Assignment.
Please restate exactly the lines of the data below, beginning with the line containing "Target: dark background" and ending with the last line.

◆ ◆ ◆

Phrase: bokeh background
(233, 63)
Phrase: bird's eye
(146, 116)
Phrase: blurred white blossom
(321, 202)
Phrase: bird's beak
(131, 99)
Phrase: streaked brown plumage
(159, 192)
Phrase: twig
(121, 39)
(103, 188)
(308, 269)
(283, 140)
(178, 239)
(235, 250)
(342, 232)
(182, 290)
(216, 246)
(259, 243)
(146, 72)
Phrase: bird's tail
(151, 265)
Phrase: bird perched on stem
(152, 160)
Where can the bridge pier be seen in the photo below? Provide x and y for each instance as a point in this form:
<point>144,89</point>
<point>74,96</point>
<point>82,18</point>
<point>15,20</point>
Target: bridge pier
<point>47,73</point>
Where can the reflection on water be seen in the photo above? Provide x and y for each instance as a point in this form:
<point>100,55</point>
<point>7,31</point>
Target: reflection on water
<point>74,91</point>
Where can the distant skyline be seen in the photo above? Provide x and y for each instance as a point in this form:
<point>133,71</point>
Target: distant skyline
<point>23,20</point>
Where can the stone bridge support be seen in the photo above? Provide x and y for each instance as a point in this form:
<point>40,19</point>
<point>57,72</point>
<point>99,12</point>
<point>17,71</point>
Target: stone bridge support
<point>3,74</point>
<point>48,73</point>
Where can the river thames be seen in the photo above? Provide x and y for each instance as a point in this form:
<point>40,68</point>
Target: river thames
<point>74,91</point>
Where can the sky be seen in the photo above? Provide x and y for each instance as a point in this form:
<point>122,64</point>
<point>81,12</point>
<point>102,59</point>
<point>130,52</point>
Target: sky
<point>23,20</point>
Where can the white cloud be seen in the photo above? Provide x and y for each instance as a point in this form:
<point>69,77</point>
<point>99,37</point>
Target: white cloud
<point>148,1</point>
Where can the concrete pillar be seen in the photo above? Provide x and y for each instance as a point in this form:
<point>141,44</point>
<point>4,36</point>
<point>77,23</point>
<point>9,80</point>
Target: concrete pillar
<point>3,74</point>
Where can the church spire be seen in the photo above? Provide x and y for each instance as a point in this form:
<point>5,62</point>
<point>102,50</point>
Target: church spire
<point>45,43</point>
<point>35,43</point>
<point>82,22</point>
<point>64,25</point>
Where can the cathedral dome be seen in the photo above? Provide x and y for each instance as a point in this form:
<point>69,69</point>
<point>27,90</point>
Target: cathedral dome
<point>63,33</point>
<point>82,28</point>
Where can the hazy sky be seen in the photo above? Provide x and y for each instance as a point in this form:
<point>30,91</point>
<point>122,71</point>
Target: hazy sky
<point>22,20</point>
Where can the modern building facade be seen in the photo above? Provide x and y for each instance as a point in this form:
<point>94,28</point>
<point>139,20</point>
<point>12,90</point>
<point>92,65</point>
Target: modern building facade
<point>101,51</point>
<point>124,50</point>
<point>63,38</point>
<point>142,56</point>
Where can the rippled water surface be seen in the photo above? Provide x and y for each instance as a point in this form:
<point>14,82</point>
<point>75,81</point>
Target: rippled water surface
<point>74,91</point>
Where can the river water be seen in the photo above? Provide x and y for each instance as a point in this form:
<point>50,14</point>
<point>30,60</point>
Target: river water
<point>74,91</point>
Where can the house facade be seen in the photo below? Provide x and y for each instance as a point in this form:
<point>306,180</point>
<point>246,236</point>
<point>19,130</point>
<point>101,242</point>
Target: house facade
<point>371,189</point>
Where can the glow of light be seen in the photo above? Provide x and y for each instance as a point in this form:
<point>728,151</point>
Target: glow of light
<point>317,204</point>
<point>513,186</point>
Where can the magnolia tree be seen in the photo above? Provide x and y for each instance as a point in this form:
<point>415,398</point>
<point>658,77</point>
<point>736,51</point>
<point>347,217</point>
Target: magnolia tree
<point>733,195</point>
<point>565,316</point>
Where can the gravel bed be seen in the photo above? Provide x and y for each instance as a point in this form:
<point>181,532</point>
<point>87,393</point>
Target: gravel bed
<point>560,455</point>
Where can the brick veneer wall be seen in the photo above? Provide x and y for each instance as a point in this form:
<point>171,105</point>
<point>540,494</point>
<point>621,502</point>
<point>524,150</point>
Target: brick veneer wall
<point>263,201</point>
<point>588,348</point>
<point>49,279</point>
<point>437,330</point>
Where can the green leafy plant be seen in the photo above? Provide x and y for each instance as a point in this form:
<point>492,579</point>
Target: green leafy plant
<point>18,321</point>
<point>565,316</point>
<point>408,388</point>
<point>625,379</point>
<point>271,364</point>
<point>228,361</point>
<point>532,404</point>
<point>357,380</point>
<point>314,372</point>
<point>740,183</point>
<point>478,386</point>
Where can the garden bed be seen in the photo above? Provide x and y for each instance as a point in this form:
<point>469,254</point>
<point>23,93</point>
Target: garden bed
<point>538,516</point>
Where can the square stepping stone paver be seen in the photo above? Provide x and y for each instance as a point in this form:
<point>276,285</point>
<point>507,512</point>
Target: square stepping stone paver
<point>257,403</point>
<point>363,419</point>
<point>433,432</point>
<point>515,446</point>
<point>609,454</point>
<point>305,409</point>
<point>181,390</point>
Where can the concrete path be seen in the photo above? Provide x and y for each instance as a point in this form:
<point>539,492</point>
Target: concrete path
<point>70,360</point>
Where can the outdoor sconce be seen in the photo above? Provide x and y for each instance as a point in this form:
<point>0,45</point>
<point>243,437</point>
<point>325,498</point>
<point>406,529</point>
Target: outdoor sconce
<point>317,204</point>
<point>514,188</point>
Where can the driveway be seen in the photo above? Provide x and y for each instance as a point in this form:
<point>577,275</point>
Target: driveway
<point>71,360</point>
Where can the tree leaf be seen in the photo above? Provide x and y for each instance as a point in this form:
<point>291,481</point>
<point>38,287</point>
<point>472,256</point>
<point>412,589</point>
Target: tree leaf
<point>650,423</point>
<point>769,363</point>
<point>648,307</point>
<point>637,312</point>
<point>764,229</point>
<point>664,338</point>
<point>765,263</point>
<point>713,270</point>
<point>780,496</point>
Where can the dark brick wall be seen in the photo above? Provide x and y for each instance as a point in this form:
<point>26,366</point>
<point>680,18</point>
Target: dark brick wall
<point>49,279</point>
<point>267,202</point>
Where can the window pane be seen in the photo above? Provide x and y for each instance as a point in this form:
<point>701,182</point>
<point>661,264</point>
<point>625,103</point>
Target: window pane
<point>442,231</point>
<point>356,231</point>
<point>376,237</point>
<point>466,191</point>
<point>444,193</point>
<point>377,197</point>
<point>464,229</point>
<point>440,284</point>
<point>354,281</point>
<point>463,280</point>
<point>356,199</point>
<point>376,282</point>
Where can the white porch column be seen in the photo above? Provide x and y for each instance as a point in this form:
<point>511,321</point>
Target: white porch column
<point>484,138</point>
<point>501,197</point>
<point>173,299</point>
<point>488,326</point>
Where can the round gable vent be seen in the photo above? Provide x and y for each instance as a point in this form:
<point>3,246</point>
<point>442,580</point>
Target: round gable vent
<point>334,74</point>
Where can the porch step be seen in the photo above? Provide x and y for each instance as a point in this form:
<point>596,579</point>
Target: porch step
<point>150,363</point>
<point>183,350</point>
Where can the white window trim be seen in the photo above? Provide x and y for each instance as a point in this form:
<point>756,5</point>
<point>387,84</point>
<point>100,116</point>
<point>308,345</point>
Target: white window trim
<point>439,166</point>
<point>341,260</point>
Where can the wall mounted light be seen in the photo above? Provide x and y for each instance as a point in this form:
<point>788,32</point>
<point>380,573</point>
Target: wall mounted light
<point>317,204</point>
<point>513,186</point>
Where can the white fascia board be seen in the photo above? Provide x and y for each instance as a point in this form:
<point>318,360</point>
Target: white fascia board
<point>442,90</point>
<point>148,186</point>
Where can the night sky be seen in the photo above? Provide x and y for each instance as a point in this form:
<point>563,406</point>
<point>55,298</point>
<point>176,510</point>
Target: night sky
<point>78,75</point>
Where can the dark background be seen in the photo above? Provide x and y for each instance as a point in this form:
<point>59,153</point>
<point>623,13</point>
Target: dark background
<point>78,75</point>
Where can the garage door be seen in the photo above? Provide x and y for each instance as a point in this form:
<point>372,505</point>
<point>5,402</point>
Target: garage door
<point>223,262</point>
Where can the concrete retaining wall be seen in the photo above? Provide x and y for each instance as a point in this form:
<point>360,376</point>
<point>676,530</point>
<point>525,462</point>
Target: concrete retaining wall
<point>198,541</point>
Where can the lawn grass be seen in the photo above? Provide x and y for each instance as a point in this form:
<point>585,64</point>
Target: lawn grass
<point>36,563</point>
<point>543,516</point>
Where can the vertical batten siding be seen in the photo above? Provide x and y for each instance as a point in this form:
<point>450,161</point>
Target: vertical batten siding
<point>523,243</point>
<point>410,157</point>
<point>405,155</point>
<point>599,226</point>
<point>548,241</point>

◆ ◆ ◆

Exercise answer.
Target: dark background
<point>78,75</point>
Where can the garage door be seen in the photo above? Provide x and y for each instance as a point in this form:
<point>372,505</point>
<point>5,402</point>
Target: garage door
<point>223,262</point>
Where can the concrete retaining wall be seen in the photo above? Provide x and y for each instance as a point in this form:
<point>360,376</point>
<point>676,530</point>
<point>525,462</point>
Target: concrete retaining wall
<point>198,541</point>
Where can the lawn grass be seen in the photo above? Provide x and y for each instance as a point in this form:
<point>585,64</point>
Target: lawn grass
<point>36,563</point>
<point>543,516</point>
Where can the vertical batten siding be seen in the photo above? Provide x and y for each instance as a point in this form:
<point>450,161</point>
Target: vertical batten siding
<point>523,243</point>
<point>410,157</point>
<point>405,155</point>
<point>599,226</point>
<point>548,241</point>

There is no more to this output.